Update the lines from the very first one through the line containing "POLYGON ((201 238, 225", inclusive, replacing "black pipe" with "dark gray pipe" and changing nothing else. Return only those lines.
## BEGIN
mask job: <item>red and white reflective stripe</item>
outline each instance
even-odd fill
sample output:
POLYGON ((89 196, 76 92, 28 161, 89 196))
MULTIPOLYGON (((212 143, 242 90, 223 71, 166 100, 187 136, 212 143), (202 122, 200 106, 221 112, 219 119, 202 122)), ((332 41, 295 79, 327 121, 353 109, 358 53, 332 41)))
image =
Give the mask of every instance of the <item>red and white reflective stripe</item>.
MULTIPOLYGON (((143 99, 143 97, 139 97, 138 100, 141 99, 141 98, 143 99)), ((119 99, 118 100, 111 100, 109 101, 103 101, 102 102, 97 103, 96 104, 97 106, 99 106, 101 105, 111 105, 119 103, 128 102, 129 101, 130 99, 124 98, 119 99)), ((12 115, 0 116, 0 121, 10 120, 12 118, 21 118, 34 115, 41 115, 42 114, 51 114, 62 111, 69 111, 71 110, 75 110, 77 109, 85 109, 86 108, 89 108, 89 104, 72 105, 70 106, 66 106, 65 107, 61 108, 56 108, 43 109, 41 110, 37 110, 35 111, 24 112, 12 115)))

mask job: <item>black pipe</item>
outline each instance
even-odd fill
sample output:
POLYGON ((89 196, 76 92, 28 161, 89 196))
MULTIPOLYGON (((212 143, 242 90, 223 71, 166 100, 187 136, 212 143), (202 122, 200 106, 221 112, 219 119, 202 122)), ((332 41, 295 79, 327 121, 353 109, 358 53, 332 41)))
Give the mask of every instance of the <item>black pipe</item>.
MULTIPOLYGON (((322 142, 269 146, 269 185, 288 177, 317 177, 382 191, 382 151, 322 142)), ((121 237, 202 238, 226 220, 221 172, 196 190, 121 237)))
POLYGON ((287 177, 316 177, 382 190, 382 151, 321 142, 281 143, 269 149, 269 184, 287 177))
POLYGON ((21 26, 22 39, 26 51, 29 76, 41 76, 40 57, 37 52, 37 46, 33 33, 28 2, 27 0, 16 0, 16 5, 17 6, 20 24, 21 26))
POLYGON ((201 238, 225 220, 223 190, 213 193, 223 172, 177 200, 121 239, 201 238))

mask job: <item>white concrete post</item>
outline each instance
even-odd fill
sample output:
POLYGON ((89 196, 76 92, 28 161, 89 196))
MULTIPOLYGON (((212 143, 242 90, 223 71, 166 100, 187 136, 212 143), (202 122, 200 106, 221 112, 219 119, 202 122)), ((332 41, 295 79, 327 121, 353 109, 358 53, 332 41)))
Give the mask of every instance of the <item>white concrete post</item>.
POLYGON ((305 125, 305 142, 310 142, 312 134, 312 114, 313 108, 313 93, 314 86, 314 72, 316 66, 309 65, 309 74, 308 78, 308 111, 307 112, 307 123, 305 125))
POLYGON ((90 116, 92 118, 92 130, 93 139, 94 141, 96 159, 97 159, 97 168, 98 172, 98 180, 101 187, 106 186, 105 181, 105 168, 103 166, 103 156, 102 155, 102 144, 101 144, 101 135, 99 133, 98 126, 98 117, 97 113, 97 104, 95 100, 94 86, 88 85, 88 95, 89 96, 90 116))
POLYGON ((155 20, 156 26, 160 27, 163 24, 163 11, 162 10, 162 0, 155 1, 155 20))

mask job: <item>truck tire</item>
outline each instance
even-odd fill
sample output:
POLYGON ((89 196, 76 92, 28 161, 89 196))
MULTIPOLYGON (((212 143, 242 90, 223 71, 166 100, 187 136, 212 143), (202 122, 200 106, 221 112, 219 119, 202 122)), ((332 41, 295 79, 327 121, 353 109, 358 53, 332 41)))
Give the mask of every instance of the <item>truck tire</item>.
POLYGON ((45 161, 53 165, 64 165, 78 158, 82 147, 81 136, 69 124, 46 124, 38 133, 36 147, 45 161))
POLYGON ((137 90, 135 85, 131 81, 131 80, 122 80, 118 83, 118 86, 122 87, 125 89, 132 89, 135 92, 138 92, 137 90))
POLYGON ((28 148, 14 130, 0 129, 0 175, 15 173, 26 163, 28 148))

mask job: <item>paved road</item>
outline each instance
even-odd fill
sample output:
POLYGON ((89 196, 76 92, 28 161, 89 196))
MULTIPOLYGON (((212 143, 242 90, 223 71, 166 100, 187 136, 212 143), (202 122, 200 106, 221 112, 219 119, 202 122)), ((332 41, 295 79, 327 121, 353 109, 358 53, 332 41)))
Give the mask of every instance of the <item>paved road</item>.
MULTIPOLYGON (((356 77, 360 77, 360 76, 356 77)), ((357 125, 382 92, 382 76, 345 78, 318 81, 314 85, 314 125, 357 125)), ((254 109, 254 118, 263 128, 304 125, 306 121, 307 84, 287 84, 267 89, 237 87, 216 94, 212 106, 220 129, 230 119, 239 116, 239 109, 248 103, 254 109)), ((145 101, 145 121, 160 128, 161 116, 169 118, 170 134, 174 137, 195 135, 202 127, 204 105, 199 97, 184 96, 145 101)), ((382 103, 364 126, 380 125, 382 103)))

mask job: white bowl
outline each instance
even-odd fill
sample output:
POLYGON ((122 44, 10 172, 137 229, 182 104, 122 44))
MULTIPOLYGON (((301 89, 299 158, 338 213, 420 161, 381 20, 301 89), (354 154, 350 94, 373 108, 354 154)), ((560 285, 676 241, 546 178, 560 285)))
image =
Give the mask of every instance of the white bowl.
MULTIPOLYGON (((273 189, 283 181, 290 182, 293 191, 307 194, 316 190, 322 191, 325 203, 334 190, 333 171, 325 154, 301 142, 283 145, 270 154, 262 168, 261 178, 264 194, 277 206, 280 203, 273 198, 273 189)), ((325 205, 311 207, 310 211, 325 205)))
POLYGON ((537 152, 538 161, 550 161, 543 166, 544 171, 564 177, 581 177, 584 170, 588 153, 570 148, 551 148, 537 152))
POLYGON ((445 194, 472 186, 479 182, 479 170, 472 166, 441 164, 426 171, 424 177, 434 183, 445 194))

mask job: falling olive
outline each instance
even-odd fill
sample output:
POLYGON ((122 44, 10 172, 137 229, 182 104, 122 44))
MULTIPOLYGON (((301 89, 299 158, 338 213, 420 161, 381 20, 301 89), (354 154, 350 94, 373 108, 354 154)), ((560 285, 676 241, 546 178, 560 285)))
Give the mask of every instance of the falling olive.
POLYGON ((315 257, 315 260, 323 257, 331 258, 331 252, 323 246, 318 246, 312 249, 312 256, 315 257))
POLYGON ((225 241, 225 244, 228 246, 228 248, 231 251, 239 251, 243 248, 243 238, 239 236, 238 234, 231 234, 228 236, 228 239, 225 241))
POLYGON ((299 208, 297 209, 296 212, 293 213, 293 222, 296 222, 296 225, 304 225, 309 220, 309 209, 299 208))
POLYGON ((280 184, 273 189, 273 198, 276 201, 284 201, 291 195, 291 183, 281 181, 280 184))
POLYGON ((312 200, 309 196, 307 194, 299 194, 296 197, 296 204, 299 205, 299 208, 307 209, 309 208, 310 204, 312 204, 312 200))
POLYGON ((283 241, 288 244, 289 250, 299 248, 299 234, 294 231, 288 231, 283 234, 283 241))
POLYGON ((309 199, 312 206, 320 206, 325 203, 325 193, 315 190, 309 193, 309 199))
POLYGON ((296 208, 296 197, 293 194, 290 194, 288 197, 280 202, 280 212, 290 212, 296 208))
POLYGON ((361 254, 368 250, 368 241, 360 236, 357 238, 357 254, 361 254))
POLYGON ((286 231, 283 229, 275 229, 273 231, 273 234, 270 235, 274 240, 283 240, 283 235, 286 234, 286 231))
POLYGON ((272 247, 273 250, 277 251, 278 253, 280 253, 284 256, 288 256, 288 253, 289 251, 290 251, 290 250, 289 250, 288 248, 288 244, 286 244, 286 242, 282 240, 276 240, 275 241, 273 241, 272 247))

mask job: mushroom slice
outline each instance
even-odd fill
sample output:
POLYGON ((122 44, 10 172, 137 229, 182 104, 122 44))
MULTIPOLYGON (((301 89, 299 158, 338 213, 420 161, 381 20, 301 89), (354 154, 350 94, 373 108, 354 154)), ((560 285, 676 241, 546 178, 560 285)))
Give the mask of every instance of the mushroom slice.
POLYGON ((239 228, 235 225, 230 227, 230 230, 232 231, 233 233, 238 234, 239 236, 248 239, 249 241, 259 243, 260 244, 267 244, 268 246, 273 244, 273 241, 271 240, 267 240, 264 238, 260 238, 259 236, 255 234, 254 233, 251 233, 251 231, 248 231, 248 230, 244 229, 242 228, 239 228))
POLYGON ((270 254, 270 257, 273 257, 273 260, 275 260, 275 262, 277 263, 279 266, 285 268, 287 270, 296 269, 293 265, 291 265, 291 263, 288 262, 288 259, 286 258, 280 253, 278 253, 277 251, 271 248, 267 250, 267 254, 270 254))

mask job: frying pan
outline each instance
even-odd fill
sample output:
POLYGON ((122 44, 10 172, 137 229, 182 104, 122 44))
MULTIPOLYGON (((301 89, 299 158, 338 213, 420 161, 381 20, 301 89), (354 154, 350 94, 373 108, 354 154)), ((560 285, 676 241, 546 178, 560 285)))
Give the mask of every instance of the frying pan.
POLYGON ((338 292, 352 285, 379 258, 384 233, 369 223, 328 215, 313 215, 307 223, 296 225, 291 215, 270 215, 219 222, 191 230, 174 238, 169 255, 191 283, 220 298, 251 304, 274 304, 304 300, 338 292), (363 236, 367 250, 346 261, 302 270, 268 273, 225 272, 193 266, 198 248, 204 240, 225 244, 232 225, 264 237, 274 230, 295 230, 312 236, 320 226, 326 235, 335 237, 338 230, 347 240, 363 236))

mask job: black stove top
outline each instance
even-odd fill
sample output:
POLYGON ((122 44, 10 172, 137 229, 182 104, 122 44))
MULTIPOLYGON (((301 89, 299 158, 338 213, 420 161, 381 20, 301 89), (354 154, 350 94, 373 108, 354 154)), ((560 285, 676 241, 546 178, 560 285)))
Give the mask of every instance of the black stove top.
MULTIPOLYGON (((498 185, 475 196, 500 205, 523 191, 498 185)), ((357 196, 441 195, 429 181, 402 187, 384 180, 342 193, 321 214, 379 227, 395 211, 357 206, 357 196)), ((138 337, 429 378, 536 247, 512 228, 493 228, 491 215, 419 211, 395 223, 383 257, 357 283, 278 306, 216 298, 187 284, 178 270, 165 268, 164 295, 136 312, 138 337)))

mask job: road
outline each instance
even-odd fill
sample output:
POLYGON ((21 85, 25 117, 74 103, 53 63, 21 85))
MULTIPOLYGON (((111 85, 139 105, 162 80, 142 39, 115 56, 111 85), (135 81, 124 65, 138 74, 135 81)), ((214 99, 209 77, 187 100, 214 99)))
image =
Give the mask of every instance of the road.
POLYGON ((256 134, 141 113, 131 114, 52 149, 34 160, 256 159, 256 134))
## END
• REPLY
mask job: <item>red and white reflective stripe</item>
outline each instance
even-odd fill
sample output:
POLYGON ((89 196, 76 92, 28 161, 89 196))
MULTIPOLYGON (((212 143, 242 90, 223 71, 166 100, 187 136, 212 143), (202 122, 200 106, 221 112, 219 119, 202 122)), ((332 41, 295 79, 327 121, 353 109, 358 53, 332 41)))
image =
Give the mask of every instance of the <item>red and white reflective stripe</item>.
MULTIPOLYGON (((143 99, 143 97, 139 97, 138 100, 141 99, 141 98, 143 99)), ((119 99, 118 100, 111 100, 109 101, 103 101, 102 102, 97 103, 96 104, 97 106, 99 106, 101 105, 111 105, 119 103, 128 102, 129 101, 130 99, 124 98, 119 99)), ((12 115, 0 116, 0 121, 10 120, 12 118, 21 118, 34 115, 41 115, 42 114, 51 114, 62 111, 69 111, 71 110, 75 110, 77 109, 85 109, 86 108, 89 108, 89 104, 72 105, 70 106, 66 106, 65 107, 61 108, 56 108, 43 109, 41 110, 37 110, 35 111, 24 112, 12 115)))

mask job: <item>dark gray pipe</item>
outline each instance
even-odd fill
sample output:
POLYGON ((89 196, 76 92, 28 161, 89 196))
MULTIPOLYGON (((212 143, 242 90, 223 71, 166 100, 187 136, 212 143), (202 122, 200 106, 221 112, 219 119, 202 122)), ((332 41, 295 79, 327 121, 353 109, 358 53, 332 41)))
Give the mask of every instance of the <item>dark gray pipe</item>.
MULTIPOLYGON (((322 142, 269 146, 269 185, 288 177, 317 177, 382 191, 382 151, 322 142)), ((121 237, 202 238, 226 220, 221 172, 196 190, 121 237)))
POLYGON ((287 177, 316 177, 382 190, 382 151, 321 142, 281 143, 269 149, 269 184, 287 177))
POLYGON ((21 26, 22 39, 26 51, 29 76, 41 76, 40 57, 37 52, 37 46, 33 33, 28 2, 27 0, 16 0, 16 5, 17 6, 20 24, 21 26))
POLYGON ((201 238, 225 220, 223 190, 213 193, 223 172, 177 200, 121 239, 201 238))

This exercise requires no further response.